* begin *

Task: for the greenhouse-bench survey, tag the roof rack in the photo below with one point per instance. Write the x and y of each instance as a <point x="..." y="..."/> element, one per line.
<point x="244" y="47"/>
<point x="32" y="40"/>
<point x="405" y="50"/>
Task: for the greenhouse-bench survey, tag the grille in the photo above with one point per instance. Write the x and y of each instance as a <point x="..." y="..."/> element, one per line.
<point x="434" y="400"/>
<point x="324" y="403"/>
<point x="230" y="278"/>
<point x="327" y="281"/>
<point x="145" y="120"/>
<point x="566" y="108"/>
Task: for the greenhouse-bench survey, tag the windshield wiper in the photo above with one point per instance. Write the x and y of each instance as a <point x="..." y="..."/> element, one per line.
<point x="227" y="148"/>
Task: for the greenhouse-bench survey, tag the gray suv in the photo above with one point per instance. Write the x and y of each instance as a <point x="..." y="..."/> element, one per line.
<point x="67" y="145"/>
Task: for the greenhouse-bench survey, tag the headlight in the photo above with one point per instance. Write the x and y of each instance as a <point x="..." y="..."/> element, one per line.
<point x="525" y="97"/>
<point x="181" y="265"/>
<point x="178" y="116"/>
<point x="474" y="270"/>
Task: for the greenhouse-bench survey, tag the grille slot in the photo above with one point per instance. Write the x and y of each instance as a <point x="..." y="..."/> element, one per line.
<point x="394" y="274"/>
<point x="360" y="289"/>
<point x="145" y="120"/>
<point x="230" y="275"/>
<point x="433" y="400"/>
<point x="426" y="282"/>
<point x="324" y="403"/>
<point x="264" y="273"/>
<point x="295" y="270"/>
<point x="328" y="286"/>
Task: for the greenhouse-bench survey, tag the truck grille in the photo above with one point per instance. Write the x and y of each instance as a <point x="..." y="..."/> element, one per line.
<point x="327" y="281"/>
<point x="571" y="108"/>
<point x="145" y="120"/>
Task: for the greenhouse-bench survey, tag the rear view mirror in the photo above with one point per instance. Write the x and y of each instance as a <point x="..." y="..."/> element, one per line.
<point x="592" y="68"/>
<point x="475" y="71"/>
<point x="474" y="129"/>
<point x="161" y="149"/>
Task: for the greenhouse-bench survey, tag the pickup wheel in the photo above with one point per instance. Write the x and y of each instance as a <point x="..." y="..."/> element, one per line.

* end *

Return exactly the lines of the data, and only those, from the line with "Task: for the greenhouse-bench survey, tag the rear" through the last line, inclusive.

Task: for the greenhouse-bench survey, tag the rear view mirror in the photo above with one point per instance. Write the x and y of each instance as a <point x="..." y="..."/> element, one per line.
<point x="592" y="68"/>
<point x="475" y="71"/>
<point x="474" y="129"/>
<point x="161" y="149"/>
Task: for the greenhouse-bench survey, tag the pickup wheel in the photo above with one point per instance. Write the x and y of each instance as a <point x="..." y="..."/> element, one per line.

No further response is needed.